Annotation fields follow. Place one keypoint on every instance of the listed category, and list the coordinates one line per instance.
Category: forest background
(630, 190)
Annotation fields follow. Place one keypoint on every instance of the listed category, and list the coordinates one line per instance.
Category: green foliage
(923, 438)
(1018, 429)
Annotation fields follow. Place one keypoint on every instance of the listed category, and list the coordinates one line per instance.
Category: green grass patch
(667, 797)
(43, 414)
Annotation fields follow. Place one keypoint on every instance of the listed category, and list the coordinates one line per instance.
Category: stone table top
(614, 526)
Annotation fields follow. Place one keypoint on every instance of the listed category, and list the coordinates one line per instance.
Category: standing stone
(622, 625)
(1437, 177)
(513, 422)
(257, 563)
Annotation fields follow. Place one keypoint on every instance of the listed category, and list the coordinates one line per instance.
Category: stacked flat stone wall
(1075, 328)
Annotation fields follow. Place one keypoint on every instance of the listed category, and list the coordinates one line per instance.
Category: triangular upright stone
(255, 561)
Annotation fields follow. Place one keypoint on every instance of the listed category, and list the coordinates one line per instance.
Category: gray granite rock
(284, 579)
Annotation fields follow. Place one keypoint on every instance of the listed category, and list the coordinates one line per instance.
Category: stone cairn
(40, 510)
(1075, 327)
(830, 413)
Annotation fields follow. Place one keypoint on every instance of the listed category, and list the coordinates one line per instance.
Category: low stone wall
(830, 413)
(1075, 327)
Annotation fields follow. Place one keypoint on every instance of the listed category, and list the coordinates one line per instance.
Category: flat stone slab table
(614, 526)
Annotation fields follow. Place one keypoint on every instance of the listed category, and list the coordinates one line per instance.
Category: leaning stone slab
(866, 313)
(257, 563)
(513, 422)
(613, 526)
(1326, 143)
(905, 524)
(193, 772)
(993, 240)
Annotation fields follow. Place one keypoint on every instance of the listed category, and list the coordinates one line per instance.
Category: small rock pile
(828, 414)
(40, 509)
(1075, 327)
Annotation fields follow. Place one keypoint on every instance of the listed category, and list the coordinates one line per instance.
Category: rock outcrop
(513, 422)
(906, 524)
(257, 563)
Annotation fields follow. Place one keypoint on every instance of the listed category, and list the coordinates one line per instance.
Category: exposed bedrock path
-.-.-
**Task**
Copy out every record above once more, precisely as written.

**The answer**
Annotation fields follow. Place one keypoint on every instance of the listed category, and list the coordinates one line per instance.
Category: forest background
(630, 190)
Annotation fields follow. Place one keypoint on every instance of the listed category, and list the coordinates one line per instance.
Category: green foliage
(923, 438)
(1018, 429)
Annotation fields follow. Place one keypoint on every instance of the listed category, and list the coordinates one line per instance.
Category: green grass patch
(667, 797)
(43, 414)
Annotation fields follow. Place one keypoint on every instance of the listed category, and list the coordinates one line per instance.
Category: stone table top
(614, 526)
Annotation fields follow. Place one keypoint on every instance of the listed category, and list the coordinates one line per instance.
Category: standing stone
(622, 625)
(1437, 177)
(513, 422)
(257, 563)
Annotation fields follow. Place one keypoint on every instance of the listed category, and list the coordinates one line per instance.
Category: stacked flat stone wall
(1075, 328)
Annotation fields follow. Place one keypoint on every instance of the listed category, and list the coordinates one line per instance.
Category: triangular upright stone
(255, 561)
Annotation fields follow. Place one keypoint on every instance of the listed category, and list the coordinates one line per instance.
Category: gray granite rock
(284, 579)
Annotation fields follow. Place one keypoint on every instance of the listed category, and list the coordinates one line per instance.
Category: stone cairn
(40, 510)
(1075, 327)
(830, 413)
Annotation fields follow. Place one keypoint on every instance of the listed category, and list the coordinates one line per instance.
Category: low stone wall
(830, 413)
(1075, 327)
Annotation fields follow. Place one keypoint on every instance of the listed category, and list the coordinates one line per instance.
Category: flat stone slab table
(614, 526)
Annotation fields follow. Place one keypoint on every instance of the listed category, and list the coordinates one line per instance.
Category: leaning stone slab
(866, 313)
(257, 563)
(513, 422)
(613, 526)
(1326, 143)
(905, 524)
(193, 772)
(993, 240)
Annotation fields follow. Place one keypoint on every instance of the listed category, and list the coordinates one line per instance.
Category: small rock pile
(828, 414)
(40, 509)
(1075, 327)
Annotation fields follow. Place one keypoint on every instance of the listed category, and list the coordinates one line per instance.
Category: rock outcrop
(513, 422)
(906, 524)
(257, 563)
Annotation fields follow. Place one keypoint on every instance of the listed category, and list the coordinates one line per instance.
Category: exposed bedrock path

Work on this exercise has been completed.